• _Work to do_
Count the lines in the material below that contain the word "fence", with case significant, and reply with the number alone.

*** Record extracts ***

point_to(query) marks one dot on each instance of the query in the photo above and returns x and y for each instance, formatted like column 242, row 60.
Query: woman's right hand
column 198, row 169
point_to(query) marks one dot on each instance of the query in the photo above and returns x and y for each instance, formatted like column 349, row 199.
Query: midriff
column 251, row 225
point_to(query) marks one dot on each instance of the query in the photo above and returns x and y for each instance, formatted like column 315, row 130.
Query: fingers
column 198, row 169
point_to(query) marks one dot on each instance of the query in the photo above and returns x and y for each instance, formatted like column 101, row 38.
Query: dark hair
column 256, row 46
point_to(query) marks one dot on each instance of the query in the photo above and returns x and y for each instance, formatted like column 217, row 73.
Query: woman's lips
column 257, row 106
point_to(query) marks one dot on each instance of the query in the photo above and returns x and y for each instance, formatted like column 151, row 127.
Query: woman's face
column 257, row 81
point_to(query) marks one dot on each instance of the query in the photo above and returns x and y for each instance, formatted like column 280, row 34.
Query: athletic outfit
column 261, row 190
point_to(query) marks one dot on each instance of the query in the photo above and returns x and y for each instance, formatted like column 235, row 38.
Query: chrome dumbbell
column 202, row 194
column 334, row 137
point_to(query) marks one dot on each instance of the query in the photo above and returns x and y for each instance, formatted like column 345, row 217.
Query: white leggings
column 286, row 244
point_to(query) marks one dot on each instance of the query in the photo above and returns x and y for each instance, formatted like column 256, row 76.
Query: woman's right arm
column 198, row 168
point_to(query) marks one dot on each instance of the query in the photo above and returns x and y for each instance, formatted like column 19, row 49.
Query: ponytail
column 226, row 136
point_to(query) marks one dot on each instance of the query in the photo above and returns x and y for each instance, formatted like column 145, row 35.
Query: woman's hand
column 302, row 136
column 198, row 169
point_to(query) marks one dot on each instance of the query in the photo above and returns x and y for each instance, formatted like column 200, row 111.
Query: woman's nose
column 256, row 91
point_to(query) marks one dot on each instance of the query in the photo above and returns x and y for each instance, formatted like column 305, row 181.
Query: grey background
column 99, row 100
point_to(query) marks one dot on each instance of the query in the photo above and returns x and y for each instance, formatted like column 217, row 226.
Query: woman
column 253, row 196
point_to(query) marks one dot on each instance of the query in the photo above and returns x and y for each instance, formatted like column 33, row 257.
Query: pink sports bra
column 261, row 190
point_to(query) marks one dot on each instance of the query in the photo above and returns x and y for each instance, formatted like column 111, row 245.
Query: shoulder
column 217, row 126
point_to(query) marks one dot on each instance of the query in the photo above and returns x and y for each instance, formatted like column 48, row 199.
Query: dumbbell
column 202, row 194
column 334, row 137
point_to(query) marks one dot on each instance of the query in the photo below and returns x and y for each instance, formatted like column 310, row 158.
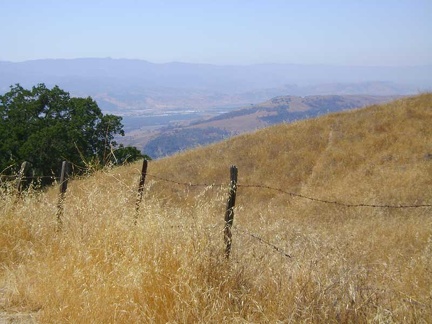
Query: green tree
column 45, row 126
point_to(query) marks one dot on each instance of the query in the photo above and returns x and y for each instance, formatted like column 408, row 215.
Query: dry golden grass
column 347, row 264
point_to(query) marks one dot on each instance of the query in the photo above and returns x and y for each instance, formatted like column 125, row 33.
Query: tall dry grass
column 347, row 264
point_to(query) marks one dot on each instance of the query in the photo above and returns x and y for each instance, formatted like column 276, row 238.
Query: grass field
column 346, row 264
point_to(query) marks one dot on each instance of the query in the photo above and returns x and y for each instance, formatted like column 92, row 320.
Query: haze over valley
column 151, row 97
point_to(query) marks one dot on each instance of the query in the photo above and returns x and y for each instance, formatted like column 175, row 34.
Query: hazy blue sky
column 342, row 32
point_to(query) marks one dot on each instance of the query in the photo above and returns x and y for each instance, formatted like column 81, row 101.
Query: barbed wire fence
column 23, row 176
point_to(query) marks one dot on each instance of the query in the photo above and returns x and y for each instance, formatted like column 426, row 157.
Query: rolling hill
column 332, row 224
column 282, row 109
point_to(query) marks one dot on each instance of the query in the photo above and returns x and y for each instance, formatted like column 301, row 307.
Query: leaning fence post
column 141, row 188
column 22, row 177
column 229, row 214
column 64, row 175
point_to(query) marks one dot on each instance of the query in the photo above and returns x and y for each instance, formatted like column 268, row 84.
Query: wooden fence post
column 229, row 214
column 141, row 188
column 21, row 180
column 64, row 175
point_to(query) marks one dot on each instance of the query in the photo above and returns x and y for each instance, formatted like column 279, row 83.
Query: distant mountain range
column 278, row 110
column 138, row 87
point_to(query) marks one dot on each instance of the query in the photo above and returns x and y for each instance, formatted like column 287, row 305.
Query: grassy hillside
column 346, row 264
column 275, row 111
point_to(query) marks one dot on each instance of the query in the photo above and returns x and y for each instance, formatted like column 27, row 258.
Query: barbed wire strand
column 261, row 240
column 331, row 201
column 292, row 194
column 189, row 184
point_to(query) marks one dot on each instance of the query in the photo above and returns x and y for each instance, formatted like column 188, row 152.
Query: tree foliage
column 45, row 126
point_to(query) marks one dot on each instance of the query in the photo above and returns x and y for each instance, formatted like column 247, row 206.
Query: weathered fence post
column 141, row 188
column 229, row 214
column 64, row 175
column 21, row 180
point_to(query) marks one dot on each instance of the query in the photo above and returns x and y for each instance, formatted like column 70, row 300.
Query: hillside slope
column 380, row 153
column 309, row 244
column 277, row 110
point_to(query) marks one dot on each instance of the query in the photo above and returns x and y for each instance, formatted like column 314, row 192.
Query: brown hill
column 332, row 224
column 275, row 111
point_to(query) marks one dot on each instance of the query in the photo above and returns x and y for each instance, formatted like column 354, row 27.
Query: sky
column 223, row 32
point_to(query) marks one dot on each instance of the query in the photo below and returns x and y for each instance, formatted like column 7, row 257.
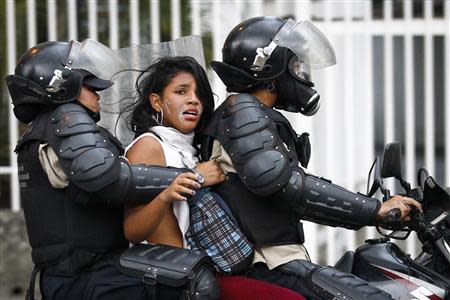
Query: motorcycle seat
column 345, row 264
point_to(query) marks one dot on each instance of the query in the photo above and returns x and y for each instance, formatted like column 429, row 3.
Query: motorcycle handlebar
column 393, row 216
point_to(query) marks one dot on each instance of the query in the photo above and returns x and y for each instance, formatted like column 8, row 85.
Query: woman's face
column 179, row 102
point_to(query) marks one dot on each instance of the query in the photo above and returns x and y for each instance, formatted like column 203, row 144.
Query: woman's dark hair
column 155, row 78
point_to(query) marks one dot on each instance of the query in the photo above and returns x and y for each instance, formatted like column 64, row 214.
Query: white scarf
column 178, row 141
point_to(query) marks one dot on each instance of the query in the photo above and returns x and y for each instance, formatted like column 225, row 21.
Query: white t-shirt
column 179, row 153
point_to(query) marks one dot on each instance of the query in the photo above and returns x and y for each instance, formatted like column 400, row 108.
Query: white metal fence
column 400, row 57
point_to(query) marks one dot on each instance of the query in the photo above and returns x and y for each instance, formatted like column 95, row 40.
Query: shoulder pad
column 70, row 119
column 95, row 169
column 243, row 115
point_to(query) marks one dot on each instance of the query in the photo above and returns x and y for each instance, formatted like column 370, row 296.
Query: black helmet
column 44, row 77
column 237, row 70
column 264, row 50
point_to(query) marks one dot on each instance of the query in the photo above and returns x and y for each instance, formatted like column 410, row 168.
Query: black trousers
column 276, row 276
column 103, row 281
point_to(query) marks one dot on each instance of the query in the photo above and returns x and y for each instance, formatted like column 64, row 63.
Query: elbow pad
column 139, row 183
column 321, row 201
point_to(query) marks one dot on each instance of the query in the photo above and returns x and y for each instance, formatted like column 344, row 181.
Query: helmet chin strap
column 296, row 96
column 312, row 106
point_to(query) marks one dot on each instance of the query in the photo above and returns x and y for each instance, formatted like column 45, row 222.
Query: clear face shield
column 305, row 40
column 117, row 101
column 91, row 56
column 312, row 51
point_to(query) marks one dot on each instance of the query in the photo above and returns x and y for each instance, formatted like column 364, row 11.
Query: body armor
column 266, row 162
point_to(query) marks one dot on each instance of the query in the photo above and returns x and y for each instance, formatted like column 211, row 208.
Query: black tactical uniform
column 269, row 192
column 76, row 229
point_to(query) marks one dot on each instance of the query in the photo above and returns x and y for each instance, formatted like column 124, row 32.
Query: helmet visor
column 307, row 42
column 96, row 58
column 299, row 69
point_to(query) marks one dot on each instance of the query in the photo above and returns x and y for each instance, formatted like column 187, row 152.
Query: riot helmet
column 263, row 50
column 52, row 73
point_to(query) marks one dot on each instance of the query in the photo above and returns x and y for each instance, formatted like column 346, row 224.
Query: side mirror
column 375, row 181
column 392, row 161
column 392, row 164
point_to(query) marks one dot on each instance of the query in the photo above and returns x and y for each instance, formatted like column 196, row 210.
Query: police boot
column 330, row 283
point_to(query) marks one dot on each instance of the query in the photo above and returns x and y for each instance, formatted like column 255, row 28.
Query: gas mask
column 295, row 89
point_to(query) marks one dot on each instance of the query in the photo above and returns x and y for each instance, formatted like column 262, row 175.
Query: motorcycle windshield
column 93, row 56
column 307, row 42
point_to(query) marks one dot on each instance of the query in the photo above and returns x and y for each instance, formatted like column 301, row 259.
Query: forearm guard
column 139, row 183
column 321, row 201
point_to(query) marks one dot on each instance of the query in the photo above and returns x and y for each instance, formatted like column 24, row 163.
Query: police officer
column 266, row 64
column 73, row 179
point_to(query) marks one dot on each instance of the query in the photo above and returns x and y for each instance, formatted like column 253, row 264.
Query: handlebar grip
column 393, row 216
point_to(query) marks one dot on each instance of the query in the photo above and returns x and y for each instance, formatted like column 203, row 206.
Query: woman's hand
column 211, row 172
column 183, row 186
column 404, row 204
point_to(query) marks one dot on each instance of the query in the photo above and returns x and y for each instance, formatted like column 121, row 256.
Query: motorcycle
column 382, row 263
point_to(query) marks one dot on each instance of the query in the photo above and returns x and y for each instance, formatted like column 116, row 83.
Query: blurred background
column 391, row 82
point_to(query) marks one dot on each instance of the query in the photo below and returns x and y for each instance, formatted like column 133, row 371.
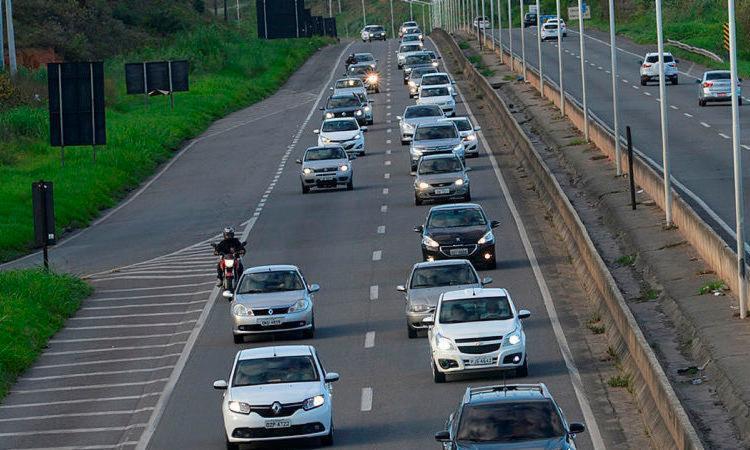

***

• _Result below_
5